* **Aim of the task**
Output every line of the records below verbatim, keeping their order and changing nothing.

:: Supplied records

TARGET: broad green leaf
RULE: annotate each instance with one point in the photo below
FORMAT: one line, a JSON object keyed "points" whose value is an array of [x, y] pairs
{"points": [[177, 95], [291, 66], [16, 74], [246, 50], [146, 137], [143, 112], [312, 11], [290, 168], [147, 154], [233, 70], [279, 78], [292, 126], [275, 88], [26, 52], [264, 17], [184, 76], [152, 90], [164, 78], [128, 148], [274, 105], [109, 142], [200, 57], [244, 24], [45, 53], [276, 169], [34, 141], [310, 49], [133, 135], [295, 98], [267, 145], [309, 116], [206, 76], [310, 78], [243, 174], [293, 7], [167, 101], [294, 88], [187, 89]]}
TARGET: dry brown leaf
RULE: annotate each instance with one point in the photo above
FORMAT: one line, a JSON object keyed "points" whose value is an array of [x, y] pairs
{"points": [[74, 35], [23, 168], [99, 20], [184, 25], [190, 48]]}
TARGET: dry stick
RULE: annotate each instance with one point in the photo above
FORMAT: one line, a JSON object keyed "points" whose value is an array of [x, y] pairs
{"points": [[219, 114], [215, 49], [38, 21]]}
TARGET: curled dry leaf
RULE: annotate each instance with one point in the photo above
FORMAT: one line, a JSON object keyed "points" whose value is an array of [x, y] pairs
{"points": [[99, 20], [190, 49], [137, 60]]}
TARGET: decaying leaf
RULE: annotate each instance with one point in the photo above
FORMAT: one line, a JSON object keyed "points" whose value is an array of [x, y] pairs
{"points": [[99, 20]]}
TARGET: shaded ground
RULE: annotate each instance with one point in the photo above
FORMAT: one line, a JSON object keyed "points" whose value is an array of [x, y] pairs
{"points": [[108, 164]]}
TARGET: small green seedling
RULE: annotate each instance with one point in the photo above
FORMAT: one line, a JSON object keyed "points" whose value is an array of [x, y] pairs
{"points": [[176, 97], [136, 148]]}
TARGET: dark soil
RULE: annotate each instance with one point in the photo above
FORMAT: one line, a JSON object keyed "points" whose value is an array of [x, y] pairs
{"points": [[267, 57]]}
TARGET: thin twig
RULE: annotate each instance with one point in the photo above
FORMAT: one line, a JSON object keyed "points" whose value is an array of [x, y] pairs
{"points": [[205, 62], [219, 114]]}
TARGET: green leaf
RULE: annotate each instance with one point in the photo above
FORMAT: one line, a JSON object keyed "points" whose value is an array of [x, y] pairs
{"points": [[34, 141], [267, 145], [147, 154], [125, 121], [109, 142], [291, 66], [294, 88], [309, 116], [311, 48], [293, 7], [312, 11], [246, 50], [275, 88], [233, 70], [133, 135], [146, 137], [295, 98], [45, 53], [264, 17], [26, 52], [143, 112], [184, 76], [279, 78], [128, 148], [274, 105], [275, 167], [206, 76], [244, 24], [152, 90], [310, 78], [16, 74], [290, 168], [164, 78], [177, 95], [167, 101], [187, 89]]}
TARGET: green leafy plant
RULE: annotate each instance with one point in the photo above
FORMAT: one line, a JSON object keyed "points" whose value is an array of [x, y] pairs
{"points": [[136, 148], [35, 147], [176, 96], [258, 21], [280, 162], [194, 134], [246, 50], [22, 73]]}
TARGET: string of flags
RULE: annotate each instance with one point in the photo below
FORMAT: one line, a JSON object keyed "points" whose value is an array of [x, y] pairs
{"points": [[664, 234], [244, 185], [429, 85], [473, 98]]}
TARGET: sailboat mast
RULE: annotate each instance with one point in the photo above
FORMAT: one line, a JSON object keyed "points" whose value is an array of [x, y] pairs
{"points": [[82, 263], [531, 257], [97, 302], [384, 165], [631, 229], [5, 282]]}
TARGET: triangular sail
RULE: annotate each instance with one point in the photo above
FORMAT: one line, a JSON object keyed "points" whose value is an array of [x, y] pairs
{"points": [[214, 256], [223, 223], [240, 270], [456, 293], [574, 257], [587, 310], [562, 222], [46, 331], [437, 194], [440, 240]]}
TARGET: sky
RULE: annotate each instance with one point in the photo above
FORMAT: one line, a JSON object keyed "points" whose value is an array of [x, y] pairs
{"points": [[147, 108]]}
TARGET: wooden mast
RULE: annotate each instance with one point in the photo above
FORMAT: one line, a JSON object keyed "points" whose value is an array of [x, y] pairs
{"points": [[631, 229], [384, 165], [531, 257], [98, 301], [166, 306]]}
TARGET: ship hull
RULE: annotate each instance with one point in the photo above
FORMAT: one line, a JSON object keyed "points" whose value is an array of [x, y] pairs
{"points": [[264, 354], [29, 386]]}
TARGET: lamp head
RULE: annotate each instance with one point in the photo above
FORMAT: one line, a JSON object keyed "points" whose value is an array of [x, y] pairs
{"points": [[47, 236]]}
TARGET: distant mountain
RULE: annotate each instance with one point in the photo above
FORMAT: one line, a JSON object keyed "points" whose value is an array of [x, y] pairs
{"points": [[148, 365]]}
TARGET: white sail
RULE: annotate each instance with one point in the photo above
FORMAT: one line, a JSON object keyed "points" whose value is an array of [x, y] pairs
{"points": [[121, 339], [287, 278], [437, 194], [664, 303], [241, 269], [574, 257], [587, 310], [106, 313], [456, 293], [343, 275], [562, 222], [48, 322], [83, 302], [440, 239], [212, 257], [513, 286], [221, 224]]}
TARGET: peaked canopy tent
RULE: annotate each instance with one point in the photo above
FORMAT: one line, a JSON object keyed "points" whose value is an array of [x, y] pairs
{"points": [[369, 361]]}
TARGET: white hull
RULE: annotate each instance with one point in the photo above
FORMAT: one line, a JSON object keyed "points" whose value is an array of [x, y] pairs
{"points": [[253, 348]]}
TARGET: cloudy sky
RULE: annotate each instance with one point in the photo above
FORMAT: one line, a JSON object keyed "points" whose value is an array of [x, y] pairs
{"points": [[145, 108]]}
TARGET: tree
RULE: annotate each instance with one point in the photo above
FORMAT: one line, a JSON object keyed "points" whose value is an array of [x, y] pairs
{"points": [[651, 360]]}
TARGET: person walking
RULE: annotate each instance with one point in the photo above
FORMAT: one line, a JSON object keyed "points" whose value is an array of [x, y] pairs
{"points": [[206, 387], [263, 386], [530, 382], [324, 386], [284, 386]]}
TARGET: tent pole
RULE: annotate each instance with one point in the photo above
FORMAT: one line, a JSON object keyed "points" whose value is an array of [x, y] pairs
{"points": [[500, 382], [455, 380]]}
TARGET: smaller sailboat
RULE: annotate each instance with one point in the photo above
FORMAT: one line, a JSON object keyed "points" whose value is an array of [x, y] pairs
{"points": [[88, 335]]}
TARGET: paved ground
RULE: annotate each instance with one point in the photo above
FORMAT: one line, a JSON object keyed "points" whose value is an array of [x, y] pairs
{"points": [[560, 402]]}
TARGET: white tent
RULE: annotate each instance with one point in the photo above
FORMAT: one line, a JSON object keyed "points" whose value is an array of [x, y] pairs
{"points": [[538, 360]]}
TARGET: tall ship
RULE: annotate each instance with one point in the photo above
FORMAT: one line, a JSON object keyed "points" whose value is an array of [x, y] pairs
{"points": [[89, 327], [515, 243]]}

::::

* **Response to the exercise**
TARGET: broad green leaf
RULE: annotate each instance with one point in the photo below
FORMAT: one line, a JSON object keyed "points" whose value is an array of [x, y] pairs
{"points": [[177, 95], [291, 66], [16, 74], [246, 50], [146, 137], [143, 112], [312, 11], [290, 168], [147, 154], [233, 70], [279, 78], [292, 126], [275, 88], [26, 52], [264, 17], [184, 76], [152, 90], [164, 78], [128, 148], [274, 105], [109, 142], [200, 57], [244, 24], [45, 53], [276, 169], [34, 141], [310, 49], [133, 135], [295, 98], [267, 145], [309, 116], [206, 76], [310, 78], [243, 174], [293, 7], [167, 101], [294, 88], [187, 89]]}
TARGET: dry brown leaf
RULE: annotate each instance with one point in the photo above
FORMAT: one line, a JSON object keyed "points" whose value is an array of [x, y] pairs
{"points": [[74, 35], [23, 168], [99, 20], [184, 25], [190, 48]]}
TARGET: dry stick
RULE: annotate each instance with one point in the photo above
FORMAT: one line, a JSON object keyed "points" whose value is an array of [x, y] pairs
{"points": [[219, 114], [215, 49], [38, 21]]}
TARGET: curled dry leaf
RULE: annotate each instance with one point in the photo above
FORMAT: one line, a JSON object keyed "points" whose value is an array of [x, y] pairs
{"points": [[99, 20], [190, 49], [137, 60]]}
TARGET: decaying leaf
RULE: annotate each instance with one point in the photo above
FORMAT: one line, a JSON object keyed "points" whose value is an array of [x, y] pairs
{"points": [[99, 20]]}
TARGET: shaded ground
RULE: annotate each instance with one point in the photo above
FORMAT: one line, a JSON object keyed "points" whose value is an array of [x, y] pairs
{"points": [[108, 164]]}
TARGET: small green seedling
RULE: annotate each instance with one point in the photo above
FORMAT: one line, a JSON object keyed "points" whose value is an array of [x, y] pairs
{"points": [[176, 97], [136, 148]]}
TARGET: dark soil
RULE: annotate each instance with one point in the photo above
FORMAT: one line, a JSON object keyed "points" whose value is an array of [x, y] pairs
{"points": [[267, 57]]}
TARGET: thin twig
RULE: annotate each instance with one point in the photo above
FORMAT: one line, a JSON object keyed "points" whose value is an array of [x, y] pairs
{"points": [[205, 62], [219, 114]]}
TARGET: green leaf
RULE: annotate each instance with one point in the photo above
FORMAT: one line, a JSON object keyed "points" whose value is an array of [x, y] pairs
{"points": [[34, 141], [267, 145], [147, 154], [125, 121], [109, 142], [291, 66], [294, 88], [309, 116], [311, 48], [293, 7], [312, 11], [246, 50], [275, 88], [233, 70], [133, 135], [146, 137], [295, 98], [45, 53], [264, 17], [26, 52], [143, 112], [184, 76], [279, 78], [128, 148], [274, 105], [275, 167], [206, 76], [244, 24], [152, 90], [310, 78], [16, 74], [290, 168], [164, 78], [177, 95], [167, 101], [187, 89]]}
TARGET: green leafy plant
RULE: annotate each instance with one point in the photo above
FORMAT: one line, a JSON object keyed "points" whose value is an array of [x, y] pairs
{"points": [[136, 148], [35, 147], [176, 96], [258, 21], [280, 162], [194, 134], [246, 50], [22, 73]]}
TARGET: string of flags
RULE: annotate each instance with one point in the photo below
FORMAT: one line, a JSON object keyed "points" whose value is an array of [x, y] pairs
{"points": [[664, 234], [244, 185], [429, 85], [473, 98]]}
TARGET: sailboat mast
RULE: annotate each instance with one point in the photo above
FORMAT: one line, a JSON object keyed "points" whose value is an array of [x, y] pairs
{"points": [[82, 263], [531, 257], [97, 302], [384, 165], [631, 229], [5, 282]]}
TARGET: triangular sail
RULE: annotate each instance with one point in the photo above
FORMAT: one line, a JSON object keyed "points" whose value is an array of [x, y] pairs
{"points": [[214, 256], [223, 223], [240, 270], [456, 293], [574, 257], [587, 310], [562, 222], [46, 331], [437, 194], [440, 240]]}
TARGET: sky
RULE: annotate each instance with one point in the photo above
FORMAT: one line, a JSON object keyed "points" whose value is an array of [x, y] pairs
{"points": [[147, 108]]}
TARGET: wooden mast
RULE: annotate each instance with one point in the photo above
FORMAT: one line, a JSON object keyed "points" whose value is an array of [x, y] pairs
{"points": [[631, 229], [384, 165], [531, 257], [98, 301], [166, 306]]}
TARGET: ship hull
RULE: annotate each instance with one point in the photo above
FORMAT: one line, a JSON object keyed "points" whose value is an array of [x, y] pairs
{"points": [[264, 354], [29, 386]]}
TARGET: lamp head
RULE: annotate each instance with one point in the photo above
FORMAT: one line, a JSON object keyed "points" whose value is an array of [x, y] pairs
{"points": [[47, 236]]}
TARGET: distant mountain
RULE: annotate each instance with one point in the photo above
FORMAT: one line, a JSON object keyed "points" whose value is an array of [x, y] pairs
{"points": [[148, 365]]}
TARGET: white sail
RULE: annotate each instance with one point in the photo above
FORMAT: one line, a JSON object keyed "points" whose value is an array of [x, y] pairs
{"points": [[121, 339], [287, 278], [437, 194], [664, 303], [241, 269], [574, 257], [587, 310], [106, 313], [456, 293], [343, 275], [562, 222], [48, 322], [83, 302], [440, 239], [212, 257], [513, 286], [221, 224]]}
TARGET: peaked canopy tent
RULE: annotate each instance with one point in the photo above
FORMAT: one line, a JSON object keyed "points" whose value is an array of [x, y] pairs
{"points": [[369, 361]]}
TARGET: white hull
RULE: annotate each instance with one point in the photo above
FORMAT: one line, a JSON object keyed "points" whose value is an array of [x, y] pairs
{"points": [[253, 348]]}
TARGET: cloudy sky
RULE: annotate each instance with one point in the photo above
FORMAT: one line, a JSON object keyed "points" whose value is an array of [x, y] pairs
{"points": [[145, 108]]}
TARGET: tree
RULE: annotate each instance with one point in the photo above
FORMAT: one line, a JSON object keyed "points" whose value is an array of [x, y] pairs
{"points": [[651, 360]]}
TARGET: person walking
RULE: annotate each instance with one point in the photo above
FORMAT: one line, a JSON object keyed "points" whose value is an array of [x, y] pairs
{"points": [[206, 387], [263, 386], [530, 382], [324, 386], [284, 386]]}
TARGET: tent pole
RULE: annotate each instance with one point in the photo above
FORMAT: one line, a JSON object keyed "points" whose value is an array of [x, y] pairs
{"points": [[500, 382], [455, 380]]}
TARGET: smaller sailboat
RULE: annotate each instance with one point in the photo above
FORMAT: one line, a JSON object keyed "points" whose value is an array of [x, y] pairs
{"points": [[88, 335]]}
TARGET: paved ground
RULE: annotate each instance with one point in the photo above
FORMAT: one line, a JSON object keyed "points" whose value is an array of [x, y] pairs
{"points": [[560, 402]]}
TARGET: white tent
RULE: annotate each instance with one point in the photo above
FORMAT: one line, a JSON object keyed "points" whose value is an array of [x, y] pairs
{"points": [[538, 360]]}
TARGET: tall ship
RULE: annotate each instance with one point in the photo above
FORMAT: one line, a JSON object keyed "points" whose value is an array of [x, y] pairs
{"points": [[89, 327], [515, 243]]}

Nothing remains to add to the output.